----- MATERIAL FOR THIS TASK -----

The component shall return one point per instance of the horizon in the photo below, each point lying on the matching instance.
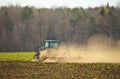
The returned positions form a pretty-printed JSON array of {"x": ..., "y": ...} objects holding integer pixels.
[{"x": 58, "y": 3}]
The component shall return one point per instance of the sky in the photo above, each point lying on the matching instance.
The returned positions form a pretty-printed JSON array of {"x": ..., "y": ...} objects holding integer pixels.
[{"x": 59, "y": 3}]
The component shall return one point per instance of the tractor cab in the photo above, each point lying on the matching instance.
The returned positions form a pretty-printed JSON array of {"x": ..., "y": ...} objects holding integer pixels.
[
  {"x": 48, "y": 44},
  {"x": 51, "y": 44}
]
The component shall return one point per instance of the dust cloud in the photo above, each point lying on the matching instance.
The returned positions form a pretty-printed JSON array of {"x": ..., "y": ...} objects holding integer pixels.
[{"x": 99, "y": 49}]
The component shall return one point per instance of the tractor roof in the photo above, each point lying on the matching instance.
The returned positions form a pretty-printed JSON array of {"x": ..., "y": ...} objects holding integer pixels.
[{"x": 51, "y": 41}]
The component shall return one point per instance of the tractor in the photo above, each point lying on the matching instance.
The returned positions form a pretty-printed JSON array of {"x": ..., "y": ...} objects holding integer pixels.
[{"x": 48, "y": 46}]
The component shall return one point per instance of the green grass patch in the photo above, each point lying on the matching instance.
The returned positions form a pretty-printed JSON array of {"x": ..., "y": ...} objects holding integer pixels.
[
  {"x": 16, "y": 56},
  {"x": 39, "y": 70}
]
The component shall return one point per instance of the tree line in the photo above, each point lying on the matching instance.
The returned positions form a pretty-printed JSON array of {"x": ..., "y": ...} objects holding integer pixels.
[{"x": 25, "y": 28}]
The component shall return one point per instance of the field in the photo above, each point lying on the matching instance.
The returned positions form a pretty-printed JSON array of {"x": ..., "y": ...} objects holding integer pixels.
[
  {"x": 16, "y": 56},
  {"x": 39, "y": 70},
  {"x": 19, "y": 66}
]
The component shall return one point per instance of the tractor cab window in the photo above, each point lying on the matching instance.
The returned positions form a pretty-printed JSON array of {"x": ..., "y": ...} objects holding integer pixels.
[{"x": 51, "y": 44}]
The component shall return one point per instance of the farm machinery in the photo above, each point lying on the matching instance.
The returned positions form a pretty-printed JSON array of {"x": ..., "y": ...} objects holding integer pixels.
[{"x": 43, "y": 52}]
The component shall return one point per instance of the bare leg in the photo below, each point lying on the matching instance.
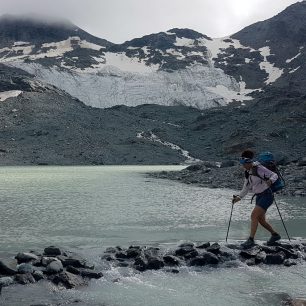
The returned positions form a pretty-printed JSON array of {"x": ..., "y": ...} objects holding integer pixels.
[
  {"x": 263, "y": 222},
  {"x": 257, "y": 214}
]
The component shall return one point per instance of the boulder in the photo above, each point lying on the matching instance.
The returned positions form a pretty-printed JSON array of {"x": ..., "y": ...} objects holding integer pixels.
[
  {"x": 275, "y": 259},
  {"x": 249, "y": 253},
  {"x": 184, "y": 250},
  {"x": 26, "y": 257},
  {"x": 68, "y": 280},
  {"x": 24, "y": 279},
  {"x": 52, "y": 251},
  {"x": 38, "y": 275},
  {"x": 155, "y": 263},
  {"x": 6, "y": 281},
  {"x": 205, "y": 259},
  {"x": 25, "y": 268},
  {"x": 171, "y": 260},
  {"x": 214, "y": 248},
  {"x": 7, "y": 267},
  {"x": 203, "y": 245},
  {"x": 54, "y": 267},
  {"x": 91, "y": 274}
]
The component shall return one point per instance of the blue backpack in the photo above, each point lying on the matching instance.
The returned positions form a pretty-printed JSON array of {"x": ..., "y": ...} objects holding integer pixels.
[{"x": 268, "y": 161}]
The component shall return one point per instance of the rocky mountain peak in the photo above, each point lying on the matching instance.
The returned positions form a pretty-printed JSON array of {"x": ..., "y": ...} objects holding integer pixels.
[{"x": 36, "y": 29}]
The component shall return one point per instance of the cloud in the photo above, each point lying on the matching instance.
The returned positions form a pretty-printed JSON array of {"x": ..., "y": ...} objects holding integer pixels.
[{"x": 120, "y": 20}]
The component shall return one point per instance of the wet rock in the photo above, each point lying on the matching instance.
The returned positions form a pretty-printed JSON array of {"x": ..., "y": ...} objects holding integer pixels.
[
  {"x": 24, "y": 279},
  {"x": 275, "y": 259},
  {"x": 171, "y": 260},
  {"x": 249, "y": 253},
  {"x": 214, "y": 248},
  {"x": 7, "y": 267},
  {"x": 68, "y": 280},
  {"x": 184, "y": 250},
  {"x": 155, "y": 264},
  {"x": 73, "y": 270},
  {"x": 52, "y": 251},
  {"x": 205, "y": 259},
  {"x": 74, "y": 261},
  {"x": 26, "y": 257},
  {"x": 289, "y": 262},
  {"x": 54, "y": 267},
  {"x": 45, "y": 261},
  {"x": 6, "y": 281},
  {"x": 203, "y": 245},
  {"x": 38, "y": 275},
  {"x": 260, "y": 257},
  {"x": 25, "y": 268},
  {"x": 91, "y": 274},
  {"x": 251, "y": 262},
  {"x": 140, "y": 264},
  {"x": 133, "y": 252}
]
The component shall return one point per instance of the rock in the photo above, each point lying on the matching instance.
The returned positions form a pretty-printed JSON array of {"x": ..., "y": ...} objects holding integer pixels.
[
  {"x": 203, "y": 245},
  {"x": 260, "y": 257},
  {"x": 140, "y": 264},
  {"x": 25, "y": 268},
  {"x": 54, "y": 267},
  {"x": 76, "y": 262},
  {"x": 184, "y": 250},
  {"x": 250, "y": 253},
  {"x": 91, "y": 274},
  {"x": 133, "y": 252},
  {"x": 214, "y": 248},
  {"x": 45, "y": 261},
  {"x": 6, "y": 281},
  {"x": 24, "y": 279},
  {"x": 52, "y": 251},
  {"x": 196, "y": 167},
  {"x": 302, "y": 162},
  {"x": 155, "y": 263},
  {"x": 289, "y": 262},
  {"x": 38, "y": 275},
  {"x": 275, "y": 259},
  {"x": 7, "y": 267},
  {"x": 171, "y": 260},
  {"x": 204, "y": 259},
  {"x": 73, "y": 270},
  {"x": 68, "y": 280},
  {"x": 26, "y": 257}
]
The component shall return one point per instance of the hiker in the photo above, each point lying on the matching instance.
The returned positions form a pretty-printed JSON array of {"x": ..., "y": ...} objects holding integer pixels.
[{"x": 254, "y": 174}]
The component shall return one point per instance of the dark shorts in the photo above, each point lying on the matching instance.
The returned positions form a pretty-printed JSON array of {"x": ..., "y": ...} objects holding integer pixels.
[{"x": 265, "y": 199}]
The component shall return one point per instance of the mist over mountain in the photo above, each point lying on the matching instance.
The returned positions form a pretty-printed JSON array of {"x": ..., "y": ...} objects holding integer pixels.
[{"x": 185, "y": 95}]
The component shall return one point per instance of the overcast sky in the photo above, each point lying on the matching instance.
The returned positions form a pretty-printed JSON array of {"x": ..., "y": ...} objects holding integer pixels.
[{"x": 121, "y": 20}]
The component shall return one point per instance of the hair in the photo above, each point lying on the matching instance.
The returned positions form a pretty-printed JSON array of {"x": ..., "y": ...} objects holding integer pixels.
[{"x": 247, "y": 154}]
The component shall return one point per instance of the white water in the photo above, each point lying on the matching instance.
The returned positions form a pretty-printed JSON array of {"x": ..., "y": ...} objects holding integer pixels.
[{"x": 90, "y": 208}]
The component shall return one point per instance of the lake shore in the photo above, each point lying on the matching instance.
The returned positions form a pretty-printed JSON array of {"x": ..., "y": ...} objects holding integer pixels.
[{"x": 230, "y": 175}]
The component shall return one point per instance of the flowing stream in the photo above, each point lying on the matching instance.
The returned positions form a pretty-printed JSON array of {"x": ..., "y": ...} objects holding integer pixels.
[{"x": 87, "y": 209}]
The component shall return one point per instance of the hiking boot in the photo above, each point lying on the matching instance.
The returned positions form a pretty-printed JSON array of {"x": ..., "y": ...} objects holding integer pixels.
[
  {"x": 248, "y": 243},
  {"x": 275, "y": 237}
]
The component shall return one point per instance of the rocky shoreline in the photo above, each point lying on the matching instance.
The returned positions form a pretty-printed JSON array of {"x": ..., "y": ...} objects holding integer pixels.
[
  {"x": 228, "y": 174},
  {"x": 68, "y": 270}
]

-----

# [WHAT YOU NEED TO DO]
Print the line containing "The component shall return one point per instance of the white" and every line after it to the end of the records above, exactly as written, and nothing else.

# [RESULT]
The component shall return one point per instance of the white water in the photo above, each point lying on the matching instance.
The returned positions form a pretty-printed JSON array of {"x": ..., "y": ...} objects holding integer pixels.
[{"x": 90, "y": 208}]
The component shall return one point per instance of the lake shore in the photo above, each point lying on the matching instance.
The returned positions form a pretty-printed JSON array of {"x": ..., "y": ...} objects holding integer pixels.
[{"x": 230, "y": 175}]
The component shall return one point per instance of the flowing stream in the photo above, each point lying on the matching instance.
The returned positions form a pretty-printed JSON array of {"x": ..., "y": ...} objects holding integer pixels.
[{"x": 87, "y": 209}]
The component shall return one point per instance of the hiking boot in the photo above, each point lying on the matching instance.
The returned positions form a pretty-printed JSON array of {"x": ..., "y": ...} objects holding integer pixels.
[
  {"x": 248, "y": 243},
  {"x": 275, "y": 237}
]
The component shall return one point per instance of the rocky shoreline in the photo above, each point lying on the matching instance.
The returned positions form a pretty-printed JSON array of {"x": ..., "y": ...} objects holding integer pixels.
[
  {"x": 228, "y": 174},
  {"x": 68, "y": 270}
]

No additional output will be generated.